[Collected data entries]
====================

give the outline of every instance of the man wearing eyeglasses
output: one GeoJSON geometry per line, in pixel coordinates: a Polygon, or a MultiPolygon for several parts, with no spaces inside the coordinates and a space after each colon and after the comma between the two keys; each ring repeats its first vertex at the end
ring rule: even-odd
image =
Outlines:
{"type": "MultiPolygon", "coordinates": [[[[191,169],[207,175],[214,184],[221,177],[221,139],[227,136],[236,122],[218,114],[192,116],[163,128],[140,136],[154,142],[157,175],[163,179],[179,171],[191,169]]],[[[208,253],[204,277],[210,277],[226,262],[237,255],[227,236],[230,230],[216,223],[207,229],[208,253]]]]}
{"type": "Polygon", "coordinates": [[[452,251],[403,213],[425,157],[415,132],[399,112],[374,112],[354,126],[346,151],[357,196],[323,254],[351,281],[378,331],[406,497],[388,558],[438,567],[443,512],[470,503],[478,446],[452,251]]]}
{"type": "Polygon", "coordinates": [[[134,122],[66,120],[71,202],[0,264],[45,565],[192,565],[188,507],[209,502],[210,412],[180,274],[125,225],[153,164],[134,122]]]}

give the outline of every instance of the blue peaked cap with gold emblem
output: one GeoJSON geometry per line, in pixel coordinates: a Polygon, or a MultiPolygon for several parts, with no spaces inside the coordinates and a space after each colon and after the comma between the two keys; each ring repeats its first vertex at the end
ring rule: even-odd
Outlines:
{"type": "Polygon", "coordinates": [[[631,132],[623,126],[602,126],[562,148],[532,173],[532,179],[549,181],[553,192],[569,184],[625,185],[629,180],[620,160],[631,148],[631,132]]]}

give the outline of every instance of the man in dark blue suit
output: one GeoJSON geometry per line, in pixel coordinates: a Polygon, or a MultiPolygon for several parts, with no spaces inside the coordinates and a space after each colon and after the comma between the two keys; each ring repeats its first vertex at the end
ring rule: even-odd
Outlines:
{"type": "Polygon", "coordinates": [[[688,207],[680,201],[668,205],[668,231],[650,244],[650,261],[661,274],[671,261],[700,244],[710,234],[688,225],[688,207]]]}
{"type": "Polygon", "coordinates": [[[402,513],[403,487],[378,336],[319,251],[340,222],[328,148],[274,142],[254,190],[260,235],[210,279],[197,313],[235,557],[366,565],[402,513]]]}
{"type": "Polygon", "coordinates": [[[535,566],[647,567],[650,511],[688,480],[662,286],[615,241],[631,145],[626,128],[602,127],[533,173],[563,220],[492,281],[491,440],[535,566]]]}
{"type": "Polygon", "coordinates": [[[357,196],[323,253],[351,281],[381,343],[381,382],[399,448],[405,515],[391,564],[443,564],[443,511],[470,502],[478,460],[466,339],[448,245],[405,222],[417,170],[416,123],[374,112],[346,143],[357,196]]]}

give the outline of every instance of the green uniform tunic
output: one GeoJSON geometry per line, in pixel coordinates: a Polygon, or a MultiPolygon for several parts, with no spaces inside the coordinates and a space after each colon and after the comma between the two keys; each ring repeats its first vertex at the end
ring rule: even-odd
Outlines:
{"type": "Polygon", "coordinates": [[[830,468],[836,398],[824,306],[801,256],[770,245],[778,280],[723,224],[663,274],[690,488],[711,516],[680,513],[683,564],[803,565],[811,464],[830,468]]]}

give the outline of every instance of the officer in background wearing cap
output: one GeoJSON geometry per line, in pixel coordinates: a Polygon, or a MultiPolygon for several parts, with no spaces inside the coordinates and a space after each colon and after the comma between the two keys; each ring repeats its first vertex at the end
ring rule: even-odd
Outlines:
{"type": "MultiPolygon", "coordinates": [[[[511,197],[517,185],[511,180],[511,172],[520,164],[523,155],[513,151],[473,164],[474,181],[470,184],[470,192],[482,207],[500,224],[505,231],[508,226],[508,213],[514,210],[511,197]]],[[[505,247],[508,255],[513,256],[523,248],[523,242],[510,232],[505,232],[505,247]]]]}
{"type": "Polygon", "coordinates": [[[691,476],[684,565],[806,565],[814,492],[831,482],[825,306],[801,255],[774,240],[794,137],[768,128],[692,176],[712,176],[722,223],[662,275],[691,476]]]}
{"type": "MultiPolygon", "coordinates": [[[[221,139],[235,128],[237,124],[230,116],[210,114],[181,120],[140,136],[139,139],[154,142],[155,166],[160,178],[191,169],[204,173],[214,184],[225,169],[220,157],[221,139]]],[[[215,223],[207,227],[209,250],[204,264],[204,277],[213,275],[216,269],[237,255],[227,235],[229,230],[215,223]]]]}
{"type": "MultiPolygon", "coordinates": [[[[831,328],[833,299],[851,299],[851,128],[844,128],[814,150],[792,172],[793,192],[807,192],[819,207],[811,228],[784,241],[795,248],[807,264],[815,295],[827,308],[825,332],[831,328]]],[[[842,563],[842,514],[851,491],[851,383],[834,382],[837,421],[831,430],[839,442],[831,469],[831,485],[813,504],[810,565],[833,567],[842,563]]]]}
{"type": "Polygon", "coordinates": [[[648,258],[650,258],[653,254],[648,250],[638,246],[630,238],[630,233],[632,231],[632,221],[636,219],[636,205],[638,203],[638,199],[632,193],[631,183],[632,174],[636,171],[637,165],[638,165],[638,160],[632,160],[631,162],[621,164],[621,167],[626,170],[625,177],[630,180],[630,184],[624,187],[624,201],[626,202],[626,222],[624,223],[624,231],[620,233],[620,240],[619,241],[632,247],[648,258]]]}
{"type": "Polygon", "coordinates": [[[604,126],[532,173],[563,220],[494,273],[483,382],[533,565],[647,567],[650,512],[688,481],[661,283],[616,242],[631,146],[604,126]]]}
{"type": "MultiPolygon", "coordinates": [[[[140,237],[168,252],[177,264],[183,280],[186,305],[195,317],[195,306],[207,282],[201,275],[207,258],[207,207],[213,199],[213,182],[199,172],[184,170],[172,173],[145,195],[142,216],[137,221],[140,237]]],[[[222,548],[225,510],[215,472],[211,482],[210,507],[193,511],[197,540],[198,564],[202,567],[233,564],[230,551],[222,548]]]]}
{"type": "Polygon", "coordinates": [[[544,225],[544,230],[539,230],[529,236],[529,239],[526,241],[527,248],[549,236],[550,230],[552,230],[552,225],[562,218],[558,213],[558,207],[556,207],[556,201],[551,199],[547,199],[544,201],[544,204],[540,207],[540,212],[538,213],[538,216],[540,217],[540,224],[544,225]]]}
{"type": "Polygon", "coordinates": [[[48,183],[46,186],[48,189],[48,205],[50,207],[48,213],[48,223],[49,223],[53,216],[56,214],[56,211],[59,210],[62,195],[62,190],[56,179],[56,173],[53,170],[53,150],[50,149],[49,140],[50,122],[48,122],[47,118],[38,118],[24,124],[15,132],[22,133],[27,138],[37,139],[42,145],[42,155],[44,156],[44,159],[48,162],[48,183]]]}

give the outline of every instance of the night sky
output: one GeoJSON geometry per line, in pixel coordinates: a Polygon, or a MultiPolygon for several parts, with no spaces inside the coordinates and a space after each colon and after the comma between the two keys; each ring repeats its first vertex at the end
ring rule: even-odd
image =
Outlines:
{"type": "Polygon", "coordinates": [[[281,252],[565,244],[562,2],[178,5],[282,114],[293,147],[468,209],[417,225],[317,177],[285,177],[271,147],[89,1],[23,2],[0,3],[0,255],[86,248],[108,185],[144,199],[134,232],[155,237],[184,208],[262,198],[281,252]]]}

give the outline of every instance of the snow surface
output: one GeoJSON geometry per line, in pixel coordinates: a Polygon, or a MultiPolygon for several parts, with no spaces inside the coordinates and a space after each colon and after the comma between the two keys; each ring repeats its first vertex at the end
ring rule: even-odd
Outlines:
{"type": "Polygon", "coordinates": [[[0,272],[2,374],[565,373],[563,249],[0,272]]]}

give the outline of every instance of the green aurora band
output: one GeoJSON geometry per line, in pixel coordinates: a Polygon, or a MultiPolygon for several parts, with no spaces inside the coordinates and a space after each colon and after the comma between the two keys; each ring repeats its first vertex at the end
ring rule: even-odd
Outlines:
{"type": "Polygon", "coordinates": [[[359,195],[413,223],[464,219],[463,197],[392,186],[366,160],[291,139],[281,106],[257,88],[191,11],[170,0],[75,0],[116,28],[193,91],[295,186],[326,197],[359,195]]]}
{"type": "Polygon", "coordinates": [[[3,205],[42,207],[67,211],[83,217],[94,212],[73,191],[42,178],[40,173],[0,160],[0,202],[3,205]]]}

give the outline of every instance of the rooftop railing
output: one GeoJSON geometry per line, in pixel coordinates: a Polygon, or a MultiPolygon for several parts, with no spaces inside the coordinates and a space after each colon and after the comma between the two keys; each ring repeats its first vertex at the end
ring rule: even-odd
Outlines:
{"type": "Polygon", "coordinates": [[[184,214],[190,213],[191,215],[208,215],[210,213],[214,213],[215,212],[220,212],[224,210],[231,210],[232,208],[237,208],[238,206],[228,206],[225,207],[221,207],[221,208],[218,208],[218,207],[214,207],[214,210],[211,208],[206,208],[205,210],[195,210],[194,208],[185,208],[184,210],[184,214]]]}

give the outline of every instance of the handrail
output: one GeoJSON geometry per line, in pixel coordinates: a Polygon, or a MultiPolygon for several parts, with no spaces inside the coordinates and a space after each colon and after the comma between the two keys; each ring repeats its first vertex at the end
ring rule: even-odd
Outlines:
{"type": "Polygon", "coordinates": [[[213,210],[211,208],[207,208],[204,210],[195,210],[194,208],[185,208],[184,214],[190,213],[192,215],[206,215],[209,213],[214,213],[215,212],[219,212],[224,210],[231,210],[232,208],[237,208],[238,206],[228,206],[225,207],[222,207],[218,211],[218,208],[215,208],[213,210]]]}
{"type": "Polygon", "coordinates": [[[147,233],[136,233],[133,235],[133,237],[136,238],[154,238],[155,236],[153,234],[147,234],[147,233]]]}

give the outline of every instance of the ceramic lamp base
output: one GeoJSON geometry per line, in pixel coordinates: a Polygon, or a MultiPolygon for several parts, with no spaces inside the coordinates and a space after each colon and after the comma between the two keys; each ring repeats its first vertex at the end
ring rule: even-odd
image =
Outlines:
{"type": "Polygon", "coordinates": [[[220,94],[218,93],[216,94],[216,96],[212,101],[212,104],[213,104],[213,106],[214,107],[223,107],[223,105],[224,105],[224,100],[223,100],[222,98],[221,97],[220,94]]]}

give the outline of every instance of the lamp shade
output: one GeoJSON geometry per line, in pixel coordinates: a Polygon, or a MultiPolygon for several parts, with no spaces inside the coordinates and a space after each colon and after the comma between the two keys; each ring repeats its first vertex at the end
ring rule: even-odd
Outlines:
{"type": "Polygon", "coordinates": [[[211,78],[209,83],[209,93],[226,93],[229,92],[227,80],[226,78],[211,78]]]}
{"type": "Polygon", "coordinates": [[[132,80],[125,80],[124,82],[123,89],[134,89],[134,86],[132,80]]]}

====================

• _Objective_
Starting at the line that contains "give the outline of every instance of the lamp" and continuing through the last line, rename "lamp shade" to "lampshade". Return only those lines, with everything else left unchanged.

• _Exercise answer_
give the outline of every instance of the lampshade
output: one GeoJSON geometry per line, in pixel coordinates: a Polygon, or a MultiPolygon for several parts, with no spaces inside the coordinates and a space after each colon and after the comma between the two keys; each ring repeats its first vertex at the end
ring rule: even-odd
Outlines:
{"type": "Polygon", "coordinates": [[[211,78],[209,83],[209,93],[226,93],[229,92],[227,80],[226,78],[211,78]]]}
{"type": "Polygon", "coordinates": [[[132,80],[125,80],[124,82],[123,89],[134,89],[134,86],[132,80]]]}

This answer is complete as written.